• DO THIS
Convert the records below into a two-column CSV with the header text,answer and one row per record. Put each record's text and its answer in separate double-quoted fields, with line breaks replaced by spaces.
######
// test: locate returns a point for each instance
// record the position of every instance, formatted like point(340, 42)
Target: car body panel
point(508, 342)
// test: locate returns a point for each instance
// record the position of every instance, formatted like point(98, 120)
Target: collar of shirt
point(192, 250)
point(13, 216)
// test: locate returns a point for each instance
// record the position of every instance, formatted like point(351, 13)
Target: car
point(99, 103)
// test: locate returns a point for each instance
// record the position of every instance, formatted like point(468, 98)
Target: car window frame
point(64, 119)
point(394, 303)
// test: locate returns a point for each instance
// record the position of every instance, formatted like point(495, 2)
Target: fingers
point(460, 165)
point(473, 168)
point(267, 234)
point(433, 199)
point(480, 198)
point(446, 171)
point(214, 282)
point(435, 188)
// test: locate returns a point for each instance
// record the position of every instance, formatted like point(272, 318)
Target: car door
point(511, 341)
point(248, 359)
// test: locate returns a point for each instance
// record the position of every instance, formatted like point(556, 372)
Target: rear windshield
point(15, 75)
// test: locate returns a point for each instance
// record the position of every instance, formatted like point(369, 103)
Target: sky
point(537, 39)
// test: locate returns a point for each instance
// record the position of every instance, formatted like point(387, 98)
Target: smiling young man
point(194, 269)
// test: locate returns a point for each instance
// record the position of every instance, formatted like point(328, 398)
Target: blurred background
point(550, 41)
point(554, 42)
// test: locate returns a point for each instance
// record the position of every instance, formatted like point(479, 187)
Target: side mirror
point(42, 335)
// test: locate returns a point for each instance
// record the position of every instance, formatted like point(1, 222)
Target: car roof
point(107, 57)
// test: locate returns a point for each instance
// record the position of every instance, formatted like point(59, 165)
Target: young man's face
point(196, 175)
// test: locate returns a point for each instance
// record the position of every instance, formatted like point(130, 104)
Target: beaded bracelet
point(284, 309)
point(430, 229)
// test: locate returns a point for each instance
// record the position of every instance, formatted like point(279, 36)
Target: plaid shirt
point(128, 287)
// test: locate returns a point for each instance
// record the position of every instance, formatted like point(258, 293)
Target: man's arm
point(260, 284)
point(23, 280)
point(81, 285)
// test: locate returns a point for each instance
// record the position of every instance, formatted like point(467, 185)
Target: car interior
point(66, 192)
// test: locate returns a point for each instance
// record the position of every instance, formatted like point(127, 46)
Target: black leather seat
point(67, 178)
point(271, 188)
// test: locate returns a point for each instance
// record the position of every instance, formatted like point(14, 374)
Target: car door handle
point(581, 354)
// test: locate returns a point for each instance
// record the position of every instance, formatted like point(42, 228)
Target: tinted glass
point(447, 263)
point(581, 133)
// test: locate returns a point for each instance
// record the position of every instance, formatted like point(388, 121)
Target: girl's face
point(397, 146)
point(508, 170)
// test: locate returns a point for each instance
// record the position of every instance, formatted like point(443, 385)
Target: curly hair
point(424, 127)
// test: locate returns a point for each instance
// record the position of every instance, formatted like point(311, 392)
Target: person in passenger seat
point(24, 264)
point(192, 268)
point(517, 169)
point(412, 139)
######
• ANSWER TO THE EXERCISE
text,answer
"// test: locate returns a point for each instance // record the position of every instance, formatted like point(340, 42) Target: car body panel","point(508, 342)"
"// test: locate returns a point for each instance // record the position of every instance, formatted like point(98, 120) Target: collar of shirt","point(192, 250) point(13, 216)"
"// test: locate returns a point for each instance // record the position of every instance, formatted like point(351, 13) Target: car","point(99, 103)"
"// test: locate returns a point for each instance // record the position of every instance, formatted like point(468, 98) Target: car window frame","point(64, 119) point(394, 303)"
"// test: locate returns a point for each instance // record the position of every instance, formatted like point(495, 2) Target: fingers","point(460, 165) point(473, 168) point(267, 234) point(433, 199) point(480, 198) point(446, 171) point(214, 282) point(435, 188)"
"// test: locate returns a point for each instance // record the position of every instance, formatted like point(272, 318) Target: car door","point(511, 341) point(248, 359)"
"// test: locate returns a point for each instance // record the position of every instance, formatted like point(556, 372) Target: rear windshield","point(15, 75)"
"// test: locate returns a point for each instance // record the position of every instance, formatted like point(369, 103) Target: sky","point(537, 39)"
"// test: locate returns a point for each instance // record the position of every instance, formatted like point(387, 98) Target: smiling young man","point(194, 269)"
"// test: locate returns a point for each instance // record the position of every instance, formatted like point(328, 398) Target: blurred background","point(550, 41) point(554, 42)"
"// test: locate returns a point for each instance // record the position of every instance, formatted like point(479, 187) Target: side mirror","point(42, 335)"
"// test: locate returns a point for each instance // record the position of every instance, formatted like point(1, 222) Target: car roof","point(107, 57)"
"// test: locate returns a point for each instance // record the position of every instance, formatted like point(59, 165) Target: young man's face","point(196, 175)"
"// test: locate returns a point for each instance // record the position of every instance, formatted like point(130, 104) Target: beaded bracelet","point(284, 309) point(430, 229)"
"// test: locate returns a point for each instance // record the position of every instance, formatted like point(279, 36) Target: plaid shirt","point(128, 287)"
"// test: locate returns a point for each instance // record the position of every instance, formatted like point(258, 293) Target: man's arm","point(260, 284) point(23, 280) point(81, 285)"
"// test: locate returns a point for each instance // record the position of every instance, formatted like point(467, 185) Target: car interior","point(66, 192)"
"// test: locate returns a point for each instance // record the position of every instance, formatted like point(127, 46) Target: black leather seat","point(67, 178) point(271, 188)"
"// test: locate returns a point for each instance // record the position of every instance, formatted like point(14, 374) Target: car door handle","point(581, 354)"
"// test: locate returns a point for each instance // record the position of every instance, formatted like point(42, 228) Target: tinted glass","point(447, 263) point(581, 133)"
"// test: locate returns a point for each instance // record the position of every instance, formatted like point(388, 121) Target: girl's face","point(397, 146) point(508, 170)"
"// test: locate returns a point for each instance // record the position of every instance, formatted like point(443, 385) Target: curly hair","point(424, 127)"
"// test: locate returns a point for each instance // record the position of every instance, formatted like point(311, 392) Target: person in passenger seat","point(24, 264) point(192, 268) point(517, 169) point(412, 139)"